§ **Data provided**
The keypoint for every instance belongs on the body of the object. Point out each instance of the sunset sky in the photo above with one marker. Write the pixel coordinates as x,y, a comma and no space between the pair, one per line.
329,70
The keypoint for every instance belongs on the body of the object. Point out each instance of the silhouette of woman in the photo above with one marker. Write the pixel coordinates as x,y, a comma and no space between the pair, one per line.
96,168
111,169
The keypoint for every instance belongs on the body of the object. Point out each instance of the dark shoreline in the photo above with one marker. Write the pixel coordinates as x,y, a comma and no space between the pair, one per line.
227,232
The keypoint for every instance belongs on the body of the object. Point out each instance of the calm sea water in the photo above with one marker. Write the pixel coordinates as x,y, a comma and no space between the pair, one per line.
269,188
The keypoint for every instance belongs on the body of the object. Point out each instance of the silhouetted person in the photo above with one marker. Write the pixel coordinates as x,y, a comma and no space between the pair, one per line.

§ **Your task**
The whole of the data must be given again, exactly as shown.

§ **Solution**
The keypoint for every instance belongs on the body of the object. Point out each instance of the sunset sky in the photo above with one marker. Write the pixel coordinates as x,y, a comma and no space between the pair, one per line.
329,70
The keypoint for every instance belongs on the body of the object. Point out each instance of the silhouette of woman in the photo above with one marker. Write the pixel coordinates as x,y, a comma and no space between the pair, one per line.
96,168
111,169
The keypoint for every instance belongs on the body of the object. Point out each instance of the dark shoreline in the photo above with one marker. Write the pixel coordinates as x,y, a comma and no space between the pair, one per line.
227,232
The keypoint for every instance belongs on the body of the object. Point out each instance of the calm sea water in the photo above with one marker. Write the pixel coordinates as x,y, a comma and no space between the pair, one per line.
269,188
The keypoint for every instance belongs on the body of the object. Point out each instance of the silhouetted person in the photo above with one marker. Write the pixel coordinates as x,y, a comma and no space between the pair, one per line.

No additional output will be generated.